[Problem to work on]:
Each record below must be returned exactly, with no line left out.

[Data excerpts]
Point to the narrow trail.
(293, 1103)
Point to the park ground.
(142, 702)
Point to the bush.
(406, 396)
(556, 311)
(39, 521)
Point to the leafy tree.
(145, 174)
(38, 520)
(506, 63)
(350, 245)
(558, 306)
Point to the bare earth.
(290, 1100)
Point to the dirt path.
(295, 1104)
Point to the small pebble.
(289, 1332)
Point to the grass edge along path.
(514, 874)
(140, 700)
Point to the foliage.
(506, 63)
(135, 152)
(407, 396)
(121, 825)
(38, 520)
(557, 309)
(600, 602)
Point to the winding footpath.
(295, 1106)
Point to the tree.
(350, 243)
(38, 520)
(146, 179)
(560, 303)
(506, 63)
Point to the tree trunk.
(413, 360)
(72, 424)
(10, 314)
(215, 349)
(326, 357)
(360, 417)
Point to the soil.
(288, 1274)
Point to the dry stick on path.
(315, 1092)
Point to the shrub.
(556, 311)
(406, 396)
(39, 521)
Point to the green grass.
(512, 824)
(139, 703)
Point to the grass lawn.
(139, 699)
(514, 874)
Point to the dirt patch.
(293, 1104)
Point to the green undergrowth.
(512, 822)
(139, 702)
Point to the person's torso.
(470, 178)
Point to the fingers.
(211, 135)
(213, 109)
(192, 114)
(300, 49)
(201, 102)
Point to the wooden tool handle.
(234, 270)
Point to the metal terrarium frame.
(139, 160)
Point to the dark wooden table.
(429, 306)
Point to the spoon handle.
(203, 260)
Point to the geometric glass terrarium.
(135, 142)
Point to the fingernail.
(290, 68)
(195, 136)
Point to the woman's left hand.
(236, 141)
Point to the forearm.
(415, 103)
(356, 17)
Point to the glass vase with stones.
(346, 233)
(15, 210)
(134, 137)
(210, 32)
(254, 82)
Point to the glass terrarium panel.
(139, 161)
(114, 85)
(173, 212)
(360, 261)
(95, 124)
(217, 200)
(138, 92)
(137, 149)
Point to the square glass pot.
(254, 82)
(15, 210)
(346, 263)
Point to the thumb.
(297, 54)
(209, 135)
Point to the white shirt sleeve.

[Exercise result]:
Point to the narrow trail.
(293, 1103)
Point to the park ground.
(142, 702)
Point to the bush.
(406, 396)
(556, 311)
(39, 521)
Point to the leafy tree.
(145, 174)
(38, 520)
(506, 63)
(350, 245)
(558, 306)
Point to the bare earth.
(290, 1100)
Point to the dirt path.
(295, 1104)
Point to the small pebble.
(289, 1332)
Point to the grass edge along path.
(514, 874)
(140, 700)
Point to the foliage.
(506, 63)
(135, 152)
(407, 396)
(121, 825)
(38, 520)
(557, 309)
(600, 602)
Point to the winding footpath.
(295, 1106)
Point to the tree.
(350, 243)
(38, 520)
(146, 179)
(560, 303)
(506, 63)
Point to the tree trunk.
(413, 360)
(72, 424)
(10, 314)
(215, 349)
(326, 357)
(360, 417)
Point to the soil.
(288, 1274)
Point to the dry stick on path.
(315, 1092)
Point to the shrub.
(556, 311)
(406, 396)
(39, 521)
Point to the green grass.
(512, 824)
(139, 703)
Point to the grass lawn.
(139, 699)
(514, 874)
Point to the dirt patch.
(293, 1104)
Point to the green undergrowth.
(512, 822)
(139, 702)
Point to the person's torso.
(470, 178)
Point to the fingers.
(211, 135)
(213, 109)
(192, 114)
(300, 49)
(201, 102)
Point to the wooden tool handle.
(234, 270)
Point to the metal terrarium frame.
(139, 160)
Point to the dark wooden table.
(429, 306)
Point to the spoon handle.
(203, 260)
Point to the geometric glass terrarium.
(135, 142)
Point to the fingernail.
(290, 68)
(195, 136)
Point to the woman's left hand.
(236, 141)
Point to the forearm.
(415, 103)
(356, 17)
Point to the glass vase with stones.
(346, 233)
(15, 210)
(134, 137)
(210, 32)
(254, 82)
Point to the glass terrarium panel.
(139, 161)
(114, 85)
(173, 212)
(360, 261)
(95, 124)
(217, 200)
(138, 92)
(137, 149)
Point to the square glass pot.
(254, 82)
(15, 210)
(346, 263)
Point to the thumb.
(297, 54)
(209, 135)
Point to the white shirt sleeve.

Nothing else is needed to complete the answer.